◆ SHORT PROBLEM ◆
Copy the rows from the beginning down to the line containing "(71, 112), (155, 166)", swapping "scene" for "landscape" and keeping everything else the same. Leave the pictures out of your copy.

◆ DATASET EXCERPTS ◆

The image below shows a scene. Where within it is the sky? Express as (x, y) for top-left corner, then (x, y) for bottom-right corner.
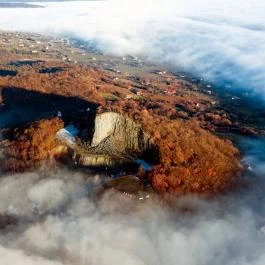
(0, 0), (265, 265)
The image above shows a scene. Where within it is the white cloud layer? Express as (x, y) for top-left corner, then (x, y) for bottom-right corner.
(0, 0), (265, 95)
(0, 142), (265, 265)
(0, 0), (265, 265)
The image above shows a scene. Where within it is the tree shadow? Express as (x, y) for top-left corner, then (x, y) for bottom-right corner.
(0, 87), (98, 132)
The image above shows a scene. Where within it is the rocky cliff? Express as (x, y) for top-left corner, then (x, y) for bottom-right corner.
(74, 112), (155, 166)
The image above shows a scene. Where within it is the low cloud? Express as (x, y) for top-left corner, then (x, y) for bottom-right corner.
(0, 0), (265, 95)
(0, 146), (265, 265)
(0, 0), (265, 265)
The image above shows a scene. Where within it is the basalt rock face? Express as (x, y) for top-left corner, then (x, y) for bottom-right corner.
(75, 112), (158, 166)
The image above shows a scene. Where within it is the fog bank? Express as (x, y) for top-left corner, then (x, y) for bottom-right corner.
(0, 142), (265, 265)
(0, 0), (265, 95)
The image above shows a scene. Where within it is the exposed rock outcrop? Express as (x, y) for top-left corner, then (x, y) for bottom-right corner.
(71, 112), (155, 166)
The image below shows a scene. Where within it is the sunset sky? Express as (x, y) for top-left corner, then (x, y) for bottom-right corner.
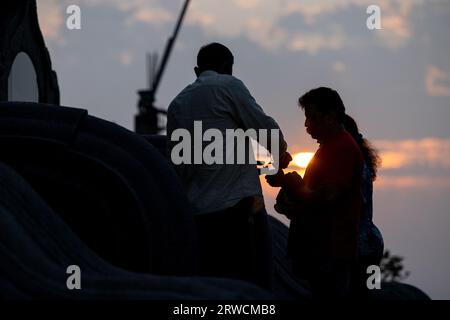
(37, 0), (450, 299)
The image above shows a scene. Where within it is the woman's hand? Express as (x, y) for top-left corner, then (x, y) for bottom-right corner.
(266, 169), (284, 188)
(282, 171), (303, 195)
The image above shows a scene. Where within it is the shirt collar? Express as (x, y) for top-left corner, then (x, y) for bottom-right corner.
(199, 70), (219, 78)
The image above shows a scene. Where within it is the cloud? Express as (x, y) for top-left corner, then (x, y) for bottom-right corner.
(374, 138), (450, 169)
(374, 175), (450, 189)
(425, 66), (450, 97)
(331, 61), (347, 73)
(38, 0), (425, 55)
(288, 33), (345, 54)
(374, 138), (450, 188)
(37, 0), (65, 41)
(119, 51), (134, 66)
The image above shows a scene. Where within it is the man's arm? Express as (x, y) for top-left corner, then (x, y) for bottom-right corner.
(228, 78), (287, 157)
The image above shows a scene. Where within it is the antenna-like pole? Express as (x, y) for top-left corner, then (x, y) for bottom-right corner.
(152, 0), (190, 97)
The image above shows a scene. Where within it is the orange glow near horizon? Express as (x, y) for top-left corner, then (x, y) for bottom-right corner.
(289, 152), (314, 177)
(292, 152), (314, 169)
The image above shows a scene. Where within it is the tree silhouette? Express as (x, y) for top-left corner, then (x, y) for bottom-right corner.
(380, 250), (410, 282)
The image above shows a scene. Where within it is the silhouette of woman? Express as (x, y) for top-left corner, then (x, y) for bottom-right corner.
(343, 114), (384, 284)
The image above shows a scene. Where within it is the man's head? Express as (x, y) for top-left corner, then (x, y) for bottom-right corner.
(298, 87), (345, 142)
(194, 42), (234, 77)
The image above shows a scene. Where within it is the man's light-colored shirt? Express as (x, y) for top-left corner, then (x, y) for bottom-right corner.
(167, 71), (287, 214)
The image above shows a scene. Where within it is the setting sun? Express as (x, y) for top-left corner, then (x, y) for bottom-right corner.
(292, 152), (314, 169)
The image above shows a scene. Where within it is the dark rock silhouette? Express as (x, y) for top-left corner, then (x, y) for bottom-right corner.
(0, 163), (271, 299)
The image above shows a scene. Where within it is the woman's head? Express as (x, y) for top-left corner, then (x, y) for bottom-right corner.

◆ EXERCISE RESULT ◆
The image below shows a landscape. Where within it is the sky? Express as (x, y) for top-left corner, then (x, y) for bottom-right corner.
(0, 0), (265, 265)
The image above shows a landscape. Where within it is the white cloud layer? Express as (x, y) for top-left corner, then (x, y) for bottom-right corner.
(0, 0), (265, 95)
(0, 142), (265, 265)
(0, 0), (265, 265)
The image above shows a landscape. Where within it is the tree shadow? Express as (x, y) for top-left corner, then (x, y) for bottom-right corner.
(0, 87), (98, 132)
The image above shows a landscape. Where within it is the rocky cliff? Express as (x, y) for top-left corner, then (x, y) for bottom-right corner.
(74, 112), (155, 166)
The image above shows a landscape. Where within it is the low cloud? Express as (x, y) for top-left corner, then (x, y) for bottom-right corner.
(0, 0), (265, 95)
(0, 146), (265, 265)
(0, 0), (265, 265)
The image above shows a landscape. Where within it is the basalt rock face? Express as (x, y) for top-left corner, then (x, y) for bottom-right corner.
(75, 112), (158, 166)
The image above shows a landscape. Where within it is the fog bank? Express as (x, y) for top-left corner, then (x, y) for bottom-right corner.
(0, 142), (265, 265)
(0, 0), (265, 95)
The image above shows a landscape. Where within it is the exposed rock outcrop? Express as (x, y) for top-left corner, then (x, y) for bottom-right corner.
(71, 112), (155, 166)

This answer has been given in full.